To do
Return the lines of the data below exactly. Start at the first and end with the line containing "For every instance of the green tree, give".

Stored entries
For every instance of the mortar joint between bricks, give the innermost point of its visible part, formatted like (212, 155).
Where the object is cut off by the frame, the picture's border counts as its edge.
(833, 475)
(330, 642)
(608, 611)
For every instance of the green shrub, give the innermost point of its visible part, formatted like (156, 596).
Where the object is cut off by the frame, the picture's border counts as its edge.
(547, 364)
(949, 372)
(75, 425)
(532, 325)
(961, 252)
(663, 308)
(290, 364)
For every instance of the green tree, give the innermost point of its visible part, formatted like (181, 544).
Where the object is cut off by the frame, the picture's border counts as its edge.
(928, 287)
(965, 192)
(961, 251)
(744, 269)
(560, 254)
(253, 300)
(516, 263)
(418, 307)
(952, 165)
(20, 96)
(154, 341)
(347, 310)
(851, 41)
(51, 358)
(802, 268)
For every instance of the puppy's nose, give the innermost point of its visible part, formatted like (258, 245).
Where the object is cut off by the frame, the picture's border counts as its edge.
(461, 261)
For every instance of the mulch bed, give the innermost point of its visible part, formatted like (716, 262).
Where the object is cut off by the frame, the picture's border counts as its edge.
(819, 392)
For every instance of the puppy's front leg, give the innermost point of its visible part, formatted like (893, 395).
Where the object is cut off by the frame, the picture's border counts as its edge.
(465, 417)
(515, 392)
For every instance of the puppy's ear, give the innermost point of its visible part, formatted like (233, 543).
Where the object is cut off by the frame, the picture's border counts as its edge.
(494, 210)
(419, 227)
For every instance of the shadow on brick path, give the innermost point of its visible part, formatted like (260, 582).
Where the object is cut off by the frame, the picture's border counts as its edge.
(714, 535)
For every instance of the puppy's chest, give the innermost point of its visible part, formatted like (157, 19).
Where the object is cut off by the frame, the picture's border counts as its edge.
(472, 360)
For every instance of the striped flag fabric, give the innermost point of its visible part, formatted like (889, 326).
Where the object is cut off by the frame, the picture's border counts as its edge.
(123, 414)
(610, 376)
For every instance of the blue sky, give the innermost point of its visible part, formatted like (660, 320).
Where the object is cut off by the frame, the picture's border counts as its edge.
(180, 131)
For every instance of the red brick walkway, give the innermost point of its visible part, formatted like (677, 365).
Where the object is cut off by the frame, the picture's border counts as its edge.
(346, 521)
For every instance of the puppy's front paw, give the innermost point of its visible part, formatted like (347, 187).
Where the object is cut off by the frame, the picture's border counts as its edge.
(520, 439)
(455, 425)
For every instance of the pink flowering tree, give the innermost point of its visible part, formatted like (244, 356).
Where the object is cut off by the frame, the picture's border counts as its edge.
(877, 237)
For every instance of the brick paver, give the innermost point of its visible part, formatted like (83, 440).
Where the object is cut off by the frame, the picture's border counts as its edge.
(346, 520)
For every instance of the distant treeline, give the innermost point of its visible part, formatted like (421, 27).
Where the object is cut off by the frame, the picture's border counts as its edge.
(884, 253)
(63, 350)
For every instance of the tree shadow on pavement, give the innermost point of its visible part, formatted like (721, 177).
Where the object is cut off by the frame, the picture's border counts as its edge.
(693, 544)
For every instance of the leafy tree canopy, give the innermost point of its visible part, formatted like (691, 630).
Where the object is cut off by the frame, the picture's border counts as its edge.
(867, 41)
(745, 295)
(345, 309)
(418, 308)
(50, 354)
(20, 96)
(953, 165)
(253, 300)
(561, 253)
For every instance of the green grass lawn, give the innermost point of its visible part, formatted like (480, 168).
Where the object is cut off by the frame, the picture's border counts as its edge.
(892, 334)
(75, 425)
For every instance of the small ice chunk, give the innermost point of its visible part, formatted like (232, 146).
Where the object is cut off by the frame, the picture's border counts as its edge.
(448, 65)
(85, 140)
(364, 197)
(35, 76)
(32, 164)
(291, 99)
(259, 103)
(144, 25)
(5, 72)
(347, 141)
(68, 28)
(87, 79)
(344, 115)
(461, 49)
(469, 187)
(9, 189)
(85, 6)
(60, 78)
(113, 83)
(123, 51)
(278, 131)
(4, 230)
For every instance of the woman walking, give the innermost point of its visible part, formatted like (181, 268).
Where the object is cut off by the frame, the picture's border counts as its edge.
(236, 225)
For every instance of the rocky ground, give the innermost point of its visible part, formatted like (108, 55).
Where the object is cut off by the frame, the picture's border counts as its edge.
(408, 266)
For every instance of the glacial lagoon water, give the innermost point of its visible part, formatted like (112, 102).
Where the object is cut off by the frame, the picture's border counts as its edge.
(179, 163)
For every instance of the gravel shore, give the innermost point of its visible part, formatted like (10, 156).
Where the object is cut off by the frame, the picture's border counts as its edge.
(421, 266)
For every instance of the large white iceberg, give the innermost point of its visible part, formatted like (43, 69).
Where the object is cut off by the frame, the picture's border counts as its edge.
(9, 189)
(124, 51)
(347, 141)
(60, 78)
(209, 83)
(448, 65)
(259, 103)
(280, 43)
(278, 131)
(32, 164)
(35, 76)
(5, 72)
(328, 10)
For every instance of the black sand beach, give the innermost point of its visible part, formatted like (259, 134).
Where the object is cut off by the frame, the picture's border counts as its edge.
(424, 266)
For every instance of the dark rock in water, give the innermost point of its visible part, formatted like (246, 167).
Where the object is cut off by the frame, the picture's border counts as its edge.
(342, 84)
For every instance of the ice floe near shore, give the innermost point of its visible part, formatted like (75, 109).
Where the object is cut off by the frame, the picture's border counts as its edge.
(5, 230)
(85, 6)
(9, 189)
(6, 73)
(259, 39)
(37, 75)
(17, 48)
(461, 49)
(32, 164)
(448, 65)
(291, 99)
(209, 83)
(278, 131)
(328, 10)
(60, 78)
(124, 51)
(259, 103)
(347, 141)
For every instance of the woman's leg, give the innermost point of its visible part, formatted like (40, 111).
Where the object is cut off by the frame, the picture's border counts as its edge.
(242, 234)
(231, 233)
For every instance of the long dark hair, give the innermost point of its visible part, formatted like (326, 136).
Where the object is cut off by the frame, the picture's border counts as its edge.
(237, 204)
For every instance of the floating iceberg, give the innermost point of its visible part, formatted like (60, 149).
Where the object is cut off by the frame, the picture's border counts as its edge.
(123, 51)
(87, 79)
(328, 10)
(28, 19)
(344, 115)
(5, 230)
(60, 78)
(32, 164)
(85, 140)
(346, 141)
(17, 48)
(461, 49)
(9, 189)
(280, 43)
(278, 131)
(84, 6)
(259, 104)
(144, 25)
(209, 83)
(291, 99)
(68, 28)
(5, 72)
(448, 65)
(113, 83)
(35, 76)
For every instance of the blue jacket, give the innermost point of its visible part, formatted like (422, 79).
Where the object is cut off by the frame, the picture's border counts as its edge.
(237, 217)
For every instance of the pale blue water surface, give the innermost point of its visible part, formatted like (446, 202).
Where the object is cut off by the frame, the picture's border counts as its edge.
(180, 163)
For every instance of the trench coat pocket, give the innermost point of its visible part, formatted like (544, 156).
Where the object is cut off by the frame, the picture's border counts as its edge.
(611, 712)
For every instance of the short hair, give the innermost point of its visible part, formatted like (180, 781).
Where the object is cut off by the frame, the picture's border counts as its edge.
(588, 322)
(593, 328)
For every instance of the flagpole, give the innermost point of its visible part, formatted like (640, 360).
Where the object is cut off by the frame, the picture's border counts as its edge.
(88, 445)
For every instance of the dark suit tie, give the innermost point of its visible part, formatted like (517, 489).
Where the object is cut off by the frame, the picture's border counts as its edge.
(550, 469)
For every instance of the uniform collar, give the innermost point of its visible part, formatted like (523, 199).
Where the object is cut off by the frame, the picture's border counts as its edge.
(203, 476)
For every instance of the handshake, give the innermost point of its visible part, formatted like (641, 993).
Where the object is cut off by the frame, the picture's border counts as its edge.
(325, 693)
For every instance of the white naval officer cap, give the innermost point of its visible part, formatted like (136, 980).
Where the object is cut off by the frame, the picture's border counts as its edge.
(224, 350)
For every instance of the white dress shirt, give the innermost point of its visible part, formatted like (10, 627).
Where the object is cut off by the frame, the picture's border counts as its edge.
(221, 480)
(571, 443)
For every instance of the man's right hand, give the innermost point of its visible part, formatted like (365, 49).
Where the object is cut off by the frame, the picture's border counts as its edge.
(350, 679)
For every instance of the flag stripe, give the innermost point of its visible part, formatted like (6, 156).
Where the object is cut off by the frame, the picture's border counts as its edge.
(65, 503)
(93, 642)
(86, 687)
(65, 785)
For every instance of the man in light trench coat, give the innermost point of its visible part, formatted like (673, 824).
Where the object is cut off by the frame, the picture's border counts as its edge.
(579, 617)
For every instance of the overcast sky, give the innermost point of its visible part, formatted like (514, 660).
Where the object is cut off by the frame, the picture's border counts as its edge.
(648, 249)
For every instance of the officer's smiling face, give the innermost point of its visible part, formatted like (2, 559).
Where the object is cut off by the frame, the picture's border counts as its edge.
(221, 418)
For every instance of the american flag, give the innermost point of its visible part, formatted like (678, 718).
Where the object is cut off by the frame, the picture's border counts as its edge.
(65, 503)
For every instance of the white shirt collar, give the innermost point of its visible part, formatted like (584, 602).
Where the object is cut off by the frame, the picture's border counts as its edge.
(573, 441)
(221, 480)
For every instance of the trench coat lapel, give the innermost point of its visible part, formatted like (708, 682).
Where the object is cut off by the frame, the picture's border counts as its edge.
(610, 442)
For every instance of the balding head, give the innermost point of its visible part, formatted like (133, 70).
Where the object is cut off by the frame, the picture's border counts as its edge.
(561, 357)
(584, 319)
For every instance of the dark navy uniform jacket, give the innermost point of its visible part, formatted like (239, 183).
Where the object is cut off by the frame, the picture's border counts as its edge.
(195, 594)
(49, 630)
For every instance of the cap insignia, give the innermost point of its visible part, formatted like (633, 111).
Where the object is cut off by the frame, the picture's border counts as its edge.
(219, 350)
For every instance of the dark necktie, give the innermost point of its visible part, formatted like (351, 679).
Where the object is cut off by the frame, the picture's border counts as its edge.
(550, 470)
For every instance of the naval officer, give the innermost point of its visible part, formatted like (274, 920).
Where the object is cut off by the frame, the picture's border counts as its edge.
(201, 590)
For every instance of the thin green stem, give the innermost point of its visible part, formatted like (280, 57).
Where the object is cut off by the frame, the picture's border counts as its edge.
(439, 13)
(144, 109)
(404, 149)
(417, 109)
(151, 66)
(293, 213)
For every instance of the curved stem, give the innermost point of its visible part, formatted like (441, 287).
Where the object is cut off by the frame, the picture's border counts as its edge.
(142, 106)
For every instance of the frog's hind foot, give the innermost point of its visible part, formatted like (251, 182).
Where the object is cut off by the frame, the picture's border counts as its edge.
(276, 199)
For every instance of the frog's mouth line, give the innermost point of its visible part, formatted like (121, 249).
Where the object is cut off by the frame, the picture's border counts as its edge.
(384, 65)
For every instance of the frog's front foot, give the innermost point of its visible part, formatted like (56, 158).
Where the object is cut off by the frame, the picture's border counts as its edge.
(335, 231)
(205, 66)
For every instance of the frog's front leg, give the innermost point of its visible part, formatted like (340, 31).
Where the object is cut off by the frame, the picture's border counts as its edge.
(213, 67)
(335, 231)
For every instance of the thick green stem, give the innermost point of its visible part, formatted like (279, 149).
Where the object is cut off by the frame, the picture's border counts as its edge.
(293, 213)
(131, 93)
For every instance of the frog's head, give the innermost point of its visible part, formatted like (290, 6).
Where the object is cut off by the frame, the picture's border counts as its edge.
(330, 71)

The answer
For every instance of the mortar joint between bricks, give the innermost point of its visible part, formatted like (212, 155).
Where the object is cut off by the frame, the picture's border counts as its edge.
(833, 475)
(330, 642)
(608, 611)
For every instance of the green shrub, give the innermost point of its visible part, formatted like (156, 596).
Where the object is cut off by the frame, the picture's border counts as its edge.
(547, 364)
(949, 372)
(75, 425)
(532, 325)
(961, 252)
(663, 308)
(290, 364)
For every instance of the green tree, give the innermost point of its visible part, formatted like (181, 544).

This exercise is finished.